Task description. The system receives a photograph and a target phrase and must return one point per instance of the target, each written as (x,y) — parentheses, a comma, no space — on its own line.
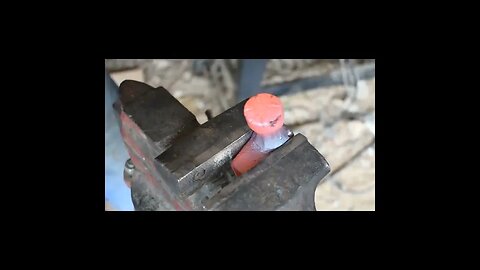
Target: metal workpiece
(177,164)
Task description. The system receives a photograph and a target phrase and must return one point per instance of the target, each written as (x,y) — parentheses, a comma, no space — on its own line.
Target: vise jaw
(178,164)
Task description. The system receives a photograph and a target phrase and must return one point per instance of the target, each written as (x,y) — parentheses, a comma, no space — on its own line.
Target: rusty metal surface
(285,180)
(198,156)
(181,165)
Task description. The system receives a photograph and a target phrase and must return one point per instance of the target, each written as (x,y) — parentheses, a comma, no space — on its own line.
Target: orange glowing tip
(264,113)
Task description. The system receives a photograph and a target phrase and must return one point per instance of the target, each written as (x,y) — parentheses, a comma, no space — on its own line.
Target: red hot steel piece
(264,115)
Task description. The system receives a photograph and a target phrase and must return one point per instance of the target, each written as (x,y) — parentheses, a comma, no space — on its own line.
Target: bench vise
(177,164)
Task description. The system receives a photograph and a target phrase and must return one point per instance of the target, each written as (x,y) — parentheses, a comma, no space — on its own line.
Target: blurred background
(330,101)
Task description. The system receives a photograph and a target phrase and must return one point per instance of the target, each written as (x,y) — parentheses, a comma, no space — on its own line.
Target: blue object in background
(117,193)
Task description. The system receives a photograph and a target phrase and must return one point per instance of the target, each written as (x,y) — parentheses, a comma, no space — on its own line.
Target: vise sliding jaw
(178,164)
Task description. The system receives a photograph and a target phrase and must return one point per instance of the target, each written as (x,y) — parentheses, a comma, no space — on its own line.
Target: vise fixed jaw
(182,165)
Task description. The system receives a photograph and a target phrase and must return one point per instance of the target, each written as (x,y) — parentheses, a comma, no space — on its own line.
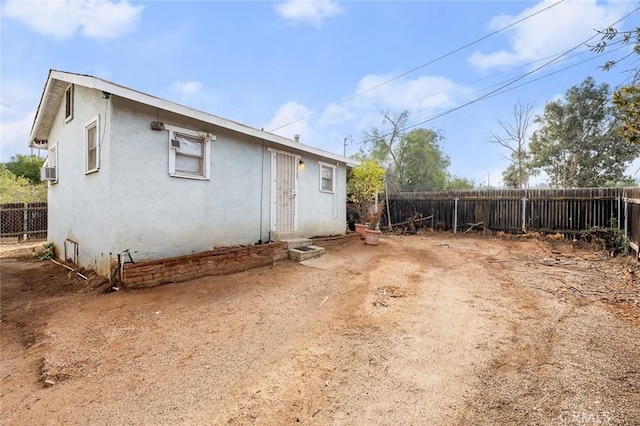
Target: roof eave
(136,96)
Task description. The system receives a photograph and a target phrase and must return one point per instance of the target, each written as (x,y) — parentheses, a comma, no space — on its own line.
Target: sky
(324,69)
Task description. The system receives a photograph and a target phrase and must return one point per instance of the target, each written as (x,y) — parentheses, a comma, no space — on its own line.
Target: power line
(508,83)
(530,81)
(347,99)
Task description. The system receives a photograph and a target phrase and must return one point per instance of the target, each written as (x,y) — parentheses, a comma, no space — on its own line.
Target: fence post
(626,227)
(455,215)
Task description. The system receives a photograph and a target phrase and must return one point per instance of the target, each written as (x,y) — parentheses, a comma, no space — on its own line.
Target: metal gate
(284,192)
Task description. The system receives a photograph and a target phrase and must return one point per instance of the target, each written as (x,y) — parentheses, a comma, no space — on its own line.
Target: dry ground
(429,329)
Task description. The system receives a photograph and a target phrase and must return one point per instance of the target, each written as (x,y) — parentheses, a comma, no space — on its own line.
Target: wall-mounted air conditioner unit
(49,173)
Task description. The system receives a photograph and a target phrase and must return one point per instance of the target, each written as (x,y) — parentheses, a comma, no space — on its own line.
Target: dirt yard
(429,329)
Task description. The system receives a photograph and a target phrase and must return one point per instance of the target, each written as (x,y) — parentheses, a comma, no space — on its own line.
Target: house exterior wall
(133,203)
(79,200)
(156,215)
(321,213)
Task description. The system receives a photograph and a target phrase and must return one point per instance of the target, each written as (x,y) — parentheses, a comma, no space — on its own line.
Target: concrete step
(301,253)
(298,242)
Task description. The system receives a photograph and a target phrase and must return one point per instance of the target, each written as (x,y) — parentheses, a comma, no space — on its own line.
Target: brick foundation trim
(216,262)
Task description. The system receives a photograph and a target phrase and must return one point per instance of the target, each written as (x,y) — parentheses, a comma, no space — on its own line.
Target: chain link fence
(24,221)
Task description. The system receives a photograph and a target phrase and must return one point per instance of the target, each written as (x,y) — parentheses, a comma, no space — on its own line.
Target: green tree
(455,182)
(514,138)
(414,161)
(577,144)
(365,181)
(627,97)
(17,189)
(26,166)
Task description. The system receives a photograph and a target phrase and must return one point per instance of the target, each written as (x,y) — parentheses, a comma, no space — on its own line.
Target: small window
(68,104)
(49,171)
(92,145)
(327,177)
(189,153)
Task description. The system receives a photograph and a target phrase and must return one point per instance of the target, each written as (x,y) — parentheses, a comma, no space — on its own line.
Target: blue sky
(270,63)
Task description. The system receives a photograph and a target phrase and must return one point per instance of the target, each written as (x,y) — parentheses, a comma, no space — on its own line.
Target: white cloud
(14,135)
(299,116)
(550,32)
(422,97)
(312,12)
(187,88)
(98,19)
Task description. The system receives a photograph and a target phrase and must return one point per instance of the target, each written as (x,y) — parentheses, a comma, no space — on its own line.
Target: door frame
(274,189)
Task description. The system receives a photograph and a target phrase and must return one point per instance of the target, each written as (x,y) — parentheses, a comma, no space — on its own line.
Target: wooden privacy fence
(568,211)
(23,220)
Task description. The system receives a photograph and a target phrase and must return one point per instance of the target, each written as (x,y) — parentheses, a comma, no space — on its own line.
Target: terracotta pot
(371,236)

-.-.-

EXERCISE PROMPT: Leave out the pictures and copy every record above exactly.

EXERCISE OUTPUT:
Task description. The system receives a photograph and a target phrase and must return one point per instance of the target, each written as (x,y) — parentheses, a comma, no space — on its own line.
Target: metal workpiece
(177,164)
Task description. The system receives a photograph and a target phrase and must return one point per instance of the target, each written as (x,y) — parentheses, a comma, no space — on its own line.
Target: vise jaw
(178,164)
Task description. The system receives a photograph and a target phrase and must return one point per instance of the target, each written as (x,y) — parentheses, a comma, no space — on its own line.
Target: rusty metal surface
(285,180)
(198,156)
(181,165)
Task description. The system receives a photograph and a target phrase and must return one point per instance of the target, each written as (x,y) — parentheses, a comma, no space — on its own line.
Target: orange glowing tip
(264,113)
Task description. The system receives a photograph and a target phrase and must return one point per instance of the target, each written as (x,y) — parentheses, a comma, no space — on its own line.
Target: red hot steel piece
(264,115)
Task description. The system receives a photograph and a target phrase and must return one point per instance of the target, each written as (x,y) — parentheses, a comma, no space — on its own line.
Target: bench vise
(177,164)
Task description. The system receives a photograph and a target phrase and must return one point per instance of the target, each written as (x,y) — parentheses, a comma, no space — on its own line.
Target: blurred background
(330,101)
Task description. The system receives a photograph and a target phrase and must return one point per instance of the target, each written as (x,y) — parentheses, a comma, no space — on its own line.
Target: blue object in background
(117,193)
Task description. The system receives a photograph and a target phrase and must return one point per instance of the target, each written as (x,y) — parentheses, a comma, no space — on its own line.
Target: vise sliding jaw
(178,164)
Task description. The system receives a photograph and a target phrase and must return one point per instance of the target, each written as (x,y) — parentheses, a comma, no space — on its own line.
Target: vise fixed jaw
(182,165)
Task description. The system receives a photograph and a target phrase and must return one point per instance of the target, each written as (x,y) — parentheses, a comma, no space — on its own line.
Target: roof eave
(136,96)
Task description. The system receives a photograph and a target phrase and must return one point per instance of the target, each written as (x,y) — parentheses, a comma, no space — on its own line.
Target: sky
(324,69)
Task description. The system receives a photograph and a target phrase and must return one point per instance of the target, each written as (x,y) — parentheses, a comma, no space — on its own line.
Target: power line
(508,83)
(530,81)
(347,99)
Task description. The system receives a photograph and a target phrase and must return one point per instance of the target, each written as (x,y) — parentheses, a comma, no space — on its own line.
Target: fence post
(626,227)
(455,215)
Task description. The system receives a photograph and a target phrase and must return one point per instance of the target, each written as (x,y) — parentheses, a comma, no space — on its own line.
Target: metal gate
(284,192)
Task description. The system receives a photograph and a target phrase and must return one point per instance of the target, each written as (x,y) — parentheses, a comma, no space — on its own line.
Target: dry ground
(429,329)
Task description. The system receives a photograph and a target phrase and must return one point per instance of the target, each written as (x,y) — parentheses, a comma, no space — on its own line.
Target: wall-mounted air conditioner unit
(49,173)
Task description. The system receives a photograph and a target phrase and must return one point per instance of the target, each written as (x,y) — parentheses, a comma, no space — on its own line.
Target: dirt yard
(429,329)
Task description. The system receives a photograph and a target phrase and must return one point per instance of the target, each written as (x,y) — parentheses, a comma, no space — on its own line.
Target: house exterior wall
(133,203)
(79,200)
(156,215)
(321,213)
Task description. The system receives a photograph and a target phrase and must return one point per instance of the target, each written as (x,y) — parentheses, a comma, no space — on its own line.
Target: concrete step
(301,253)
(298,242)
Task description. The system receives a photograph and a target phrase and must return one point per instance of the target, each written as (x,y) — parentheses, a comma, no space — on its own line.
Target: brick foundation trim
(216,262)
Task description. The system receives a photograph and a target phrase and must return one point per instance of the target, each written as (x,y) — parentheses, a comma, no space — on its own line.
Target: chain link fence
(24,221)
Task description. The system receives a photograph and a target phrase and must return one point per instance of the target, each written as (x,y) — parentheses, a comma, no space — on its own line.
Target: green tree
(455,182)
(514,138)
(414,161)
(577,144)
(365,181)
(627,97)
(17,189)
(26,166)
Task description. The system receives a photograph and a target phrase and must return one point per instance of the target, each written as (x,y) — parentheses, a comma, no space — on its own line.
Target: small window
(68,104)
(49,171)
(92,145)
(327,177)
(189,153)
Task description. The system receives a photograph and a target phrase and must return one point per instance of the target, each written as (x,y) — parentheses, a comma, no space — on its own line.
Target: blue sky
(270,63)
Task description. The system receives a photograph and a target phrase and must return one point per instance of the target, each written as (x,y) — parentheses, a comma, no space — on its own line.
Target: white cloud
(14,135)
(299,116)
(550,32)
(422,97)
(312,12)
(187,88)
(98,19)
Task description. The system receives a photograph and a target phrase and must return one point per instance of the target, each written as (x,y) — parentheses, a comma, no space — on its own line.
Target: door frame
(274,189)
Task description. The system receives a photograph and a target phrase and must return one point per instance of the target, each written as (x,y) — parentheses, a comma, no space — on its own line.
Target: wooden privacy fence
(568,211)
(23,220)
Task description. The system receives a photograph and a target phrase and must return one point per instance of the target, each written as (x,y) — parentheses, a comma, no space — on its own line.
Target: terracotta pot
(371,236)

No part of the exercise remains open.